[Given data Boundary: Start]
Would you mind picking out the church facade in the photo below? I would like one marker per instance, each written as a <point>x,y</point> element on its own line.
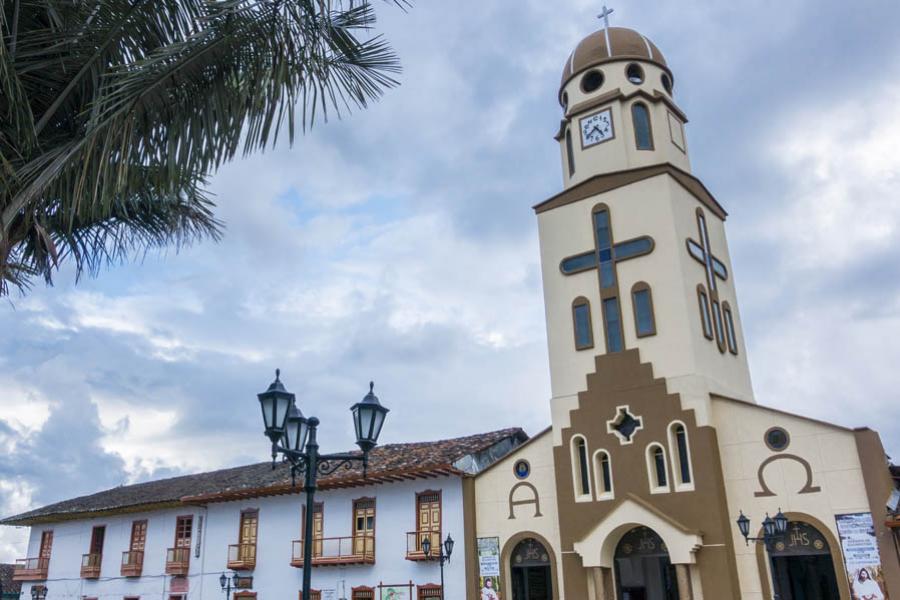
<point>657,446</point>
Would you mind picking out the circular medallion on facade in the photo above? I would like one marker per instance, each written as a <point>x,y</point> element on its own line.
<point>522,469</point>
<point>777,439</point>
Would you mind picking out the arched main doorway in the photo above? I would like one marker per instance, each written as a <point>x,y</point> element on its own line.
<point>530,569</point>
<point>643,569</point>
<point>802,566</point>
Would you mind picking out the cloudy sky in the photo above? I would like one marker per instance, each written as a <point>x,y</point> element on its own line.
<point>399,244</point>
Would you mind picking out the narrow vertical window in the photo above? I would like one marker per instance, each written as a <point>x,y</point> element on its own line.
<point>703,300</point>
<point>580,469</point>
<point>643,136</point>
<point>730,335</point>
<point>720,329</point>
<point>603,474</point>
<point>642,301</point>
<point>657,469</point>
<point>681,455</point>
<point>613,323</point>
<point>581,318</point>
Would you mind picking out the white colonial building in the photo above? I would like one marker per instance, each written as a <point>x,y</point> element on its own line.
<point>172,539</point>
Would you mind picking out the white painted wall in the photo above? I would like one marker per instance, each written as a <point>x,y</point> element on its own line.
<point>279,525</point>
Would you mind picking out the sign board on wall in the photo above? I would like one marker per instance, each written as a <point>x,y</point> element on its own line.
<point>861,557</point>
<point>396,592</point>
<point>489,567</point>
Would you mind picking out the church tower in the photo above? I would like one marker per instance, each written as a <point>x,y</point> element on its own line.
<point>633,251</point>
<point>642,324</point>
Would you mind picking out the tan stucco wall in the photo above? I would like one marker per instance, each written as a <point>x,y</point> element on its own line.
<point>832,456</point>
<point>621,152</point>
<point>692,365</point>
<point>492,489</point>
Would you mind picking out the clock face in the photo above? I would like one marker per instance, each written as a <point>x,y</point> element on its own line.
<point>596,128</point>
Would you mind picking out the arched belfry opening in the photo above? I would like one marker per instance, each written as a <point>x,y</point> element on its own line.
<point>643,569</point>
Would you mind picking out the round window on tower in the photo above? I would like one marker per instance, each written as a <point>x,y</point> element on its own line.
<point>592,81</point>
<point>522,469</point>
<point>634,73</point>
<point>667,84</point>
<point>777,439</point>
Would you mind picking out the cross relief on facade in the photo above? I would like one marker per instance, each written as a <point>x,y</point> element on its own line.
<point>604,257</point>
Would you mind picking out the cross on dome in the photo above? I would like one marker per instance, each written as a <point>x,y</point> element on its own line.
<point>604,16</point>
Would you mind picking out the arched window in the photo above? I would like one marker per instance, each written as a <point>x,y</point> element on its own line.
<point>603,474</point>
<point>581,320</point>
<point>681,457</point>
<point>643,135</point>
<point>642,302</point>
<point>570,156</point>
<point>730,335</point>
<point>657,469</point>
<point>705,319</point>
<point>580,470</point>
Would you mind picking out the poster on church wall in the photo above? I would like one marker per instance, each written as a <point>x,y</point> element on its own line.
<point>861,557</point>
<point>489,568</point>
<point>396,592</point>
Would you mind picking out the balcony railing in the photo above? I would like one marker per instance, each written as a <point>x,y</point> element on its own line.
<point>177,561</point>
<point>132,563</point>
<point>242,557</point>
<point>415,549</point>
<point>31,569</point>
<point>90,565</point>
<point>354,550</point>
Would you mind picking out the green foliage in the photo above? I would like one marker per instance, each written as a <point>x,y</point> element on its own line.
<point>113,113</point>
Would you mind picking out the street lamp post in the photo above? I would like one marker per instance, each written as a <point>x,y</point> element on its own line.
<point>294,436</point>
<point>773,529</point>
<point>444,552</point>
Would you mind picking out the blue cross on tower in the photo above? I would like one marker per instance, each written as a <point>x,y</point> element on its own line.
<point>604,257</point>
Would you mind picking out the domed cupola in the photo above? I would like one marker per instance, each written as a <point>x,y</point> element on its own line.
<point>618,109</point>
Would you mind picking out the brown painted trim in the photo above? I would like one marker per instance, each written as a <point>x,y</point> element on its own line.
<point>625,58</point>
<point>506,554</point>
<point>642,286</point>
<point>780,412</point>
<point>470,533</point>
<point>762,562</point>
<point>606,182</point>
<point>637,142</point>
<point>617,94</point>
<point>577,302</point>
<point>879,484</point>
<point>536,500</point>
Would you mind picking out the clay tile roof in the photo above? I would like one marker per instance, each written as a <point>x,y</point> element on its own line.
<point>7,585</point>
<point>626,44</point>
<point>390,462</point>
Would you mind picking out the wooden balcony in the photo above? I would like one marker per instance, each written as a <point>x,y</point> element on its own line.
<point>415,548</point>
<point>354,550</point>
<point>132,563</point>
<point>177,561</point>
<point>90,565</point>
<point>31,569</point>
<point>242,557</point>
[Given data Boundary: End]
→ **Assignment**: Pictures stay out; reproduce every line of the records exactly.

→ **Exercise output**:
Would you mind picking out the church facade in the photo below? I would like one marker per instance, each written as a <point>x,y</point> element on its own line.
<point>657,446</point>
Would you mind picking out the circular medallion on facade in the photo above? I would like one marker per instance, each written as a <point>x,y</point> element on its own line.
<point>522,469</point>
<point>777,439</point>
Would you mind picking out the arched main doorway in the photo above? I would like one marker per instance, each written as a <point>x,y</point> element on its own line.
<point>530,569</point>
<point>643,569</point>
<point>802,566</point>
Would you mind picking out the cloudy sky in the photo above? I would like one marker per instance, each written as a <point>x,y</point> element on its own line.
<point>399,244</point>
Would you mind picking out the narrow vertical window in the photo above? I would like one marker per instance, each written as a <point>x,y</point> element on its own line.
<point>703,300</point>
<point>580,469</point>
<point>643,136</point>
<point>730,335</point>
<point>720,329</point>
<point>603,474</point>
<point>642,301</point>
<point>657,469</point>
<point>681,455</point>
<point>613,323</point>
<point>581,318</point>
Would you mind picking out the white colonial building in the photo above? I would like one marker per instance, each written as a <point>x,y</point> element on its own line.
<point>172,539</point>
Would you mind picking out the white painted wall in the photo above? I would like one marker per instance, each written as a <point>x,y</point> element on its own line.
<point>279,525</point>
Would you mind picking out the sign board on wall in the photo above? I would like one marker per instance, each written as a <point>x,y</point> element on its own line.
<point>861,557</point>
<point>396,592</point>
<point>489,567</point>
Would you mind picking out the church tower in the photo above? I would like one marker per instance, each written as a <point>x,y</point> element on its own line.
<point>633,251</point>
<point>642,324</point>
Would you mind picking out the tan stucco wall in the photo above? I would like one marker per instance, each written as a <point>x,y</point> element on its own line.
<point>832,456</point>
<point>621,152</point>
<point>692,365</point>
<point>492,489</point>
Would you mind picking out the clock face in the photo above? I would like one marker per instance, each written as a <point>x,y</point> element on its own line.
<point>596,128</point>
Would you mind picking out the arched belfry opening in the photo above? I would like one marker per instance, each written as a <point>x,y</point> element on its own line.
<point>643,569</point>
Would you mind picking out the round window on tower in the photo above? I would like one marker per instance, each written as a <point>x,y</point> element on its own line.
<point>592,81</point>
<point>522,469</point>
<point>634,73</point>
<point>667,84</point>
<point>777,439</point>
Would you mind picking out the cross relief on facade in the photo above? I would like one marker per instance, each written as a <point>x,y</point> element on its own line.
<point>604,257</point>
Would you mind picking out the cross on dome in the photo above? I would like one marker per instance, each written as a <point>x,y</point> element on its own line.
<point>604,16</point>
Would you mind picking out the arched window in the photo above? I would like one marker per instance, each written as a <point>x,y</point> element on its own line.
<point>603,474</point>
<point>581,320</point>
<point>681,457</point>
<point>643,135</point>
<point>642,302</point>
<point>570,156</point>
<point>730,335</point>
<point>657,469</point>
<point>705,319</point>
<point>580,470</point>
Would you mind picking out the poster on church wall in the photo above? I would like one marker per instance, each written as a <point>x,y</point> element on its own line.
<point>861,557</point>
<point>489,568</point>
<point>396,592</point>
Would you mind picking out the balcony railing in the photo above? I would like one marker per instance, each written as a <point>x,y</point> element on its own line.
<point>177,561</point>
<point>132,563</point>
<point>242,557</point>
<point>415,549</point>
<point>31,569</point>
<point>90,565</point>
<point>354,550</point>
Would you mind picking out the green foliage in the photo above? I would like one marker per instance, each written as a <point>x,y</point> element on its own line.
<point>113,113</point>
Would you mind picking out the street lamp post in the photo above? I would like one marker per instance, each written as a <point>x,y</point> element on its own line.
<point>294,436</point>
<point>773,529</point>
<point>444,552</point>
Would you mind picking out the blue cross on tower in the photo above? I would like one marker per instance, each written as a <point>x,y</point> element on its own line.
<point>604,257</point>
Would you mind picking out the domed cupola in the photo above? I would like one marker per instance, each written as a <point>x,y</point> element on its own line.
<point>618,109</point>
Would you mind picking out the brown painted trim in the photo above? I would like one marker per instance, each written as a <point>x,y</point> element on its own line.
<point>625,58</point>
<point>506,554</point>
<point>642,286</point>
<point>780,412</point>
<point>470,533</point>
<point>762,562</point>
<point>606,182</point>
<point>637,142</point>
<point>617,94</point>
<point>577,302</point>
<point>879,484</point>
<point>536,500</point>
Would you mind picking out the clay tile roof in the photo above? I would like one marker per instance, each written as a <point>x,y</point> element on its own line.
<point>7,585</point>
<point>626,44</point>
<point>390,462</point>
Would you mind picking out the wooden balcony in the photo above? I would like one marker per instance, each written as a <point>x,y</point> element on its own line.
<point>415,548</point>
<point>354,550</point>
<point>132,563</point>
<point>177,561</point>
<point>90,565</point>
<point>31,569</point>
<point>242,557</point>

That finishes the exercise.